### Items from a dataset
------------------------------------------------------------
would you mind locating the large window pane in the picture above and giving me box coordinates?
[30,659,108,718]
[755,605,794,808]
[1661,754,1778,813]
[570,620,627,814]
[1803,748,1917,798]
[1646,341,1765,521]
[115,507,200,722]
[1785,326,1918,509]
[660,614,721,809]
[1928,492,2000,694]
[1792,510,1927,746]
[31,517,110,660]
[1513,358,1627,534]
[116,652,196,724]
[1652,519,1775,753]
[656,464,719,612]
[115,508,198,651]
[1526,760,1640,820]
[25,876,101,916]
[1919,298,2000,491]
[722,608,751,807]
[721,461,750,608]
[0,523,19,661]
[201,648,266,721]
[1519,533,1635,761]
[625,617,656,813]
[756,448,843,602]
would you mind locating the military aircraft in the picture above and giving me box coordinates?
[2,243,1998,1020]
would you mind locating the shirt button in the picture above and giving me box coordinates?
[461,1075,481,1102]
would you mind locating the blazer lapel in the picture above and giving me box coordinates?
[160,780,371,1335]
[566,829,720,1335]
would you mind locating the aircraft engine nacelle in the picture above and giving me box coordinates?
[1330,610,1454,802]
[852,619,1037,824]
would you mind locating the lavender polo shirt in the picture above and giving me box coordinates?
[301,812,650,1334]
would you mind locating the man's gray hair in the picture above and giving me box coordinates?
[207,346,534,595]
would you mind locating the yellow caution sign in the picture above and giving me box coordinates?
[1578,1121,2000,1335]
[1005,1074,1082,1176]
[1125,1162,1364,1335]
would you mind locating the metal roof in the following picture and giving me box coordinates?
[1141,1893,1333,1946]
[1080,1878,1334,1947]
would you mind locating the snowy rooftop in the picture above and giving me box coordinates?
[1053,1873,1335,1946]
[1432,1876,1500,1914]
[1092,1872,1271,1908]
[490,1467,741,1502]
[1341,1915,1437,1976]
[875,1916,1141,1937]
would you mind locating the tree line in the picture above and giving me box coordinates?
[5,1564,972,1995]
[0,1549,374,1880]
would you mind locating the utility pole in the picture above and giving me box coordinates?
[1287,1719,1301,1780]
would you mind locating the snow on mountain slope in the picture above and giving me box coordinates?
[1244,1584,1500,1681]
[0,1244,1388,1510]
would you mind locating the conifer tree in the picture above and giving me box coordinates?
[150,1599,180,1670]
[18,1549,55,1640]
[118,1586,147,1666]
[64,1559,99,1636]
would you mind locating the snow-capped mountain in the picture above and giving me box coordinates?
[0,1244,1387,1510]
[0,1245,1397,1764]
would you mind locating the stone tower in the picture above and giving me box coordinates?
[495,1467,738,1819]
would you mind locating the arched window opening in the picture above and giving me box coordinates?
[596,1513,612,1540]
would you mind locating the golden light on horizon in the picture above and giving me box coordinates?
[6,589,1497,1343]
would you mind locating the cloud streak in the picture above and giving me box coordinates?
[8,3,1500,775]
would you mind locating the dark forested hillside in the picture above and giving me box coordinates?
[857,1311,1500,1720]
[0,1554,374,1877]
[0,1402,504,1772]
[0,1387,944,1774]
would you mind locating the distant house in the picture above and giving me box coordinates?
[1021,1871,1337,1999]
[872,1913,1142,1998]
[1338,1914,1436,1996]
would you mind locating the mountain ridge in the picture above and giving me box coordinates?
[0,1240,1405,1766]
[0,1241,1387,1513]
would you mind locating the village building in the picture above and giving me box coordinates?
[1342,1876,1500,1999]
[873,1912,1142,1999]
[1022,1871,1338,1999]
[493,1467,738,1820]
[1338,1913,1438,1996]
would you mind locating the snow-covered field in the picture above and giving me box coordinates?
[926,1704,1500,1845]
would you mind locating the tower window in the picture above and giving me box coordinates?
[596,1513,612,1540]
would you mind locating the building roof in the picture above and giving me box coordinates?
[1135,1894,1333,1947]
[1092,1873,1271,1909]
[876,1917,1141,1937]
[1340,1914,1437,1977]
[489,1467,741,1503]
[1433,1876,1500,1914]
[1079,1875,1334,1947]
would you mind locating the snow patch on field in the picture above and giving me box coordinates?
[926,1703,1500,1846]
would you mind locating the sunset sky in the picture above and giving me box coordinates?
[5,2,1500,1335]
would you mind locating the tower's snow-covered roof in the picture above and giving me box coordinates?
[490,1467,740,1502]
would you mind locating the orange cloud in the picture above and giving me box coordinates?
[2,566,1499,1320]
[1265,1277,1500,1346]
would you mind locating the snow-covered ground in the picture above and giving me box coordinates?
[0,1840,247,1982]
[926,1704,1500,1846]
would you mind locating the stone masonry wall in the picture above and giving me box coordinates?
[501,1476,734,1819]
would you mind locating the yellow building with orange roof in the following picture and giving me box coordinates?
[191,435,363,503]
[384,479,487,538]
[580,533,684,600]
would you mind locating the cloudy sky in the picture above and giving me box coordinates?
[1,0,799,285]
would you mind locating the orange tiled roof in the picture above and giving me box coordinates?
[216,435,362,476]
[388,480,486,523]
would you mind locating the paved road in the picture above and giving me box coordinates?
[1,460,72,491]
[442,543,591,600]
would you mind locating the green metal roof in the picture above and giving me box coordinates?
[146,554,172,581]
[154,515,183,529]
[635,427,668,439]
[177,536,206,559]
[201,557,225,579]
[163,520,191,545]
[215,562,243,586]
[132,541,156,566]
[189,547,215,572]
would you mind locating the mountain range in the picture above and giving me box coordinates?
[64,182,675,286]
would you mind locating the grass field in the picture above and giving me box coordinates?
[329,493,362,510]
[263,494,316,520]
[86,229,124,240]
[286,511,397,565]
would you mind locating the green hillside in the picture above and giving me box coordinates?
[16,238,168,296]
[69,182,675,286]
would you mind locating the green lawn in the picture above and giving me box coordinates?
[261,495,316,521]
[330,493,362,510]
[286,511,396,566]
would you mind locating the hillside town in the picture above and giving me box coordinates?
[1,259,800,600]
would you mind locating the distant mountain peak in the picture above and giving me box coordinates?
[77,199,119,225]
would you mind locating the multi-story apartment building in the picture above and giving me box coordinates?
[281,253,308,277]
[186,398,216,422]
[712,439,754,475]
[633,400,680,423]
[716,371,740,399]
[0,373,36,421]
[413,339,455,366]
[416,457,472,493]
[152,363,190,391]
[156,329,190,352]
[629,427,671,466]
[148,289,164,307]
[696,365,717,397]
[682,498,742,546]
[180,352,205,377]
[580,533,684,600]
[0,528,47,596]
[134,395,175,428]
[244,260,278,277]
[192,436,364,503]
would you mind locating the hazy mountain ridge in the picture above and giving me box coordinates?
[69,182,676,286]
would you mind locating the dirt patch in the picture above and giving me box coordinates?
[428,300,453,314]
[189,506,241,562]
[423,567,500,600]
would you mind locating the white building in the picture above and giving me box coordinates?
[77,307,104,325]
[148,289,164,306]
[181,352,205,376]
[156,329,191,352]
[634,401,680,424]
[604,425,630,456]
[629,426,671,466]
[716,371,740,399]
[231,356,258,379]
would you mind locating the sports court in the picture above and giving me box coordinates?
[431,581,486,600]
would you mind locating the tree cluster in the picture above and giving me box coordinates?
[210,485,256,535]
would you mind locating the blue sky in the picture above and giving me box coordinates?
------------------------------------------------------------
### PROBLEM TO SOLVE
The response should consist of the entries above, retyped exactly.

### YOUR SOLUTION
would you mind locating the large window pane in the picture above and giving me box coordinates?
[30,659,108,718]
[755,605,794,808]
[1661,754,1778,813]
[570,620,627,814]
[1803,748,1917,798]
[1646,341,1765,521]
[115,507,200,722]
[1785,326,1918,509]
[660,614,721,809]
[1928,492,2000,694]
[1792,510,1927,746]
[31,517,110,660]
[1513,358,1627,534]
[116,652,196,724]
[1652,519,1775,753]
[656,464,719,612]
[115,508,198,651]
[1526,760,1640,820]
[25,876,101,916]
[1919,298,2000,491]
[722,608,751,807]
[721,461,750,608]
[0,523,19,661]
[201,648,266,721]
[1519,533,1635,761]
[625,617,656,813]
[756,448,843,602]
would you mind locating the military aircraft in the picture above and giving me box coordinates?
[2,243,1998,1020]
would you mind locating the shirt button in the picture above and giving me box coordinates?
[461,1075,481,1102]
would you mind locating the blazer lapel in the picture above and giving me box coordinates?
[160,780,371,1335]
[566,829,720,1335]
would you mind locating the aircraft engine nacelle in the picture above and giving me box coordinates?
[1330,610,1454,802]
[852,619,1037,824]
would you mind locating the lavender polo shirt in the picture above and giving me box coordinates?
[301,812,650,1334]
would you mind locating the man's gray hair in the picture above and giving me box coordinates?
[207,346,534,595]
would you mind locating the yellow caution sign in the picture above and giving me box coordinates?
[1578,1121,2000,1335]
[1005,1074,1082,1176]
[1125,1162,1364,1335]
would you mind locating the metal roof in the following picture and giving me box coordinates?
[1141,1893,1333,1946]
[1080,1878,1334,1947]
would you mind locating the snowy rooftop in the picture above and giving me box coordinates?
[1053,1873,1335,1946]
[1432,1876,1500,1914]
[1092,1872,1271,1908]
[490,1467,741,1502]
[1341,1915,1437,1976]
[875,1916,1141,1937]
would you mind locating the tree line in the picture above and giving me box coordinates?
[5,1564,972,1995]
[0,1549,374,1880]
would you mind locating the utility pole in the picture above and giving me box coordinates?
[1287,1719,1301,1780]
would you mind locating the snow on mountain slope in the picture above and giving me box coordinates?
[1244,1584,1500,1681]
[0,1244,1388,1510]
would you mind locating the conifer tree in the picture above and giving me box coordinates?
[150,1599,180,1670]
[18,1549,55,1640]
[118,1586,147,1666]
[64,1559,99,1636]
would you mind locating the snow-capped mountain in the picture above and giving me box coordinates?
[0,1244,1387,1510]
[0,1245,1397,1764]
would you mind locating the stone tower in the picture above and giving me box coordinates?
[495,1467,738,1819]
would you mind locating the arched window opening in the picture above and giving me box coordinates?
[596,1513,612,1540]
would you mind locating the golden light on horizon in the picture above and giving me box coordinates?
[6,589,1497,1343]
would you mind locating the cloud streak in the picture above and giving me box coordinates?
[8,3,1500,775]
would you mind locating the dark forested hillside in the picture above and giving me box coordinates?
[857,1311,1500,1720]
[0,1554,374,1877]
[0,1402,504,1772]
[0,1387,944,1774]
would you mind locating the distant house in the picture above and giving me box coordinates?
[1021,1871,1337,1999]
[872,1913,1142,1998]
[1338,1914,1436,1996]
would you mind locating the mountain ridge in the picture above and giving me box coordinates?
[0,1240,1405,1766]
[0,1241,1387,1513]
would you mind locating the village building in the picture above and giving me box coordinates?
[1342,1876,1500,1999]
[873,1912,1142,1999]
[1022,1871,1338,1999]
[493,1467,738,1820]
[1338,1913,1438,1996]
would you mind locating the snow-covered field in the picture above and giving me box coordinates?
[926,1704,1500,1845]
would you mind locating the tower window in the picture above and giving me box coordinates?
[596,1513,612,1540]
would you mind locating the building roof in the picture above and giving me box coordinates?
[1135,1894,1333,1947]
[1092,1873,1271,1909]
[876,1917,1141,1937]
[1340,1914,1437,1977]
[489,1467,741,1503]
[1433,1876,1500,1914]
[1079,1875,1334,1947]
would you mind locating the snow patch on field in the picture above and giving me box coordinates?
[926,1703,1500,1846]
would you mind locating the sunset sky in the picture above and giving me box coordinates?
[5,2,1500,1335]
would you mind locating the tower's snow-covered roof in the picture above and giving me box coordinates?
[490,1467,740,1502]
would you mind locating the orange cloud in the picture above and giving me box coordinates?
[2,566,1499,1320]
[1265,1277,1500,1346]
would you mind locating the snow-covered ground in the picture above and giving me box coordinates?
[0,1840,247,1982]
[926,1704,1500,1846]
would you mind locating the stone masonry wall in the picture above and giving me box coordinates?
[501,1476,734,1819]
would you mind locating the yellow building with orange roof in the following picture and giving me box coordinates?
[191,435,363,503]
[384,479,487,538]
[580,533,684,600]
would you mind locating the cloudy sky in the picture above and giving me box coordinates?
[1,0,799,285]
would you mind locating the orange tiled roof in the picture above and giving me box coordinates?
[216,435,362,476]
[388,480,486,523]
would you mind locating the paved road in the picture above and giving me box coordinates?
[1,460,72,491]
[442,543,591,600]
would you mind locating the green metal roof in the picture above and giving me box coordinates?
[146,554,172,581]
[154,515,183,529]
[635,427,668,439]
[177,536,206,559]
[201,557,225,579]
[163,520,191,545]
[215,562,243,586]
[132,541,156,566]
[189,547,215,572]
would you mind locating the mountain range in the picture above and giving me box coordinates?
[64,182,675,286]
would you mind locating the grass field in the picture above and giving me box coordinates?
[329,493,362,510]
[263,494,316,520]
[86,229,124,240]
[286,511,397,565]
would you mind locating the green hillside in the picture above and giving me box coordinates?
[16,238,168,296]
[69,182,675,286]
would you mind locating the green lawn in the picture above and giving me box coordinates?
[261,495,316,521]
[330,493,362,510]
[286,511,396,566]
would you mind locating the hillside town in the picture above and giving me box coordinates?
[1,259,800,600]
would you mind locating the distant mountain peak in the picture above and giving me box coordinates?
[77,199,119,225]
would you mind locating the multi-story apartment building in the picture above and giving me box coordinates?
[281,253,308,277]
[186,398,216,422]
[712,439,754,475]
[633,400,680,423]
[716,371,740,399]
[0,373,36,421]
[413,339,455,366]
[416,457,472,493]
[152,363,190,391]
[156,329,190,352]
[629,427,671,466]
[148,289,164,307]
[696,365,717,397]
[682,498,742,546]
[180,352,205,377]
[580,533,684,600]
[0,528,47,596]
[134,395,175,428]
[244,260,278,277]
[192,436,364,503]
would you mind locating the hazy mountain ridge in the picture above and giving me box coordinates?
[69,182,676,286]
would you mind locating the dirt patch in the picture above and giving me box coordinates?
[428,300,453,314]
[189,506,241,562]
[423,567,500,600]
would you mind locating the white building in the picture above and giving me box coordinates?
[77,307,104,325]
[148,289,164,306]
[181,352,205,376]
[156,329,191,352]
[634,401,680,424]
[604,425,630,456]
[629,426,671,466]
[716,371,740,399]
[231,356,258,379]
would you mind locating the sports court in the picture above and giving me box coordinates?
[431,581,486,600]
would you mind locating the tree cluster in the picture above and giving me box coordinates?
[210,485,256,535]
would you mind locating the blue sky in the picture above and giving me box coordinates?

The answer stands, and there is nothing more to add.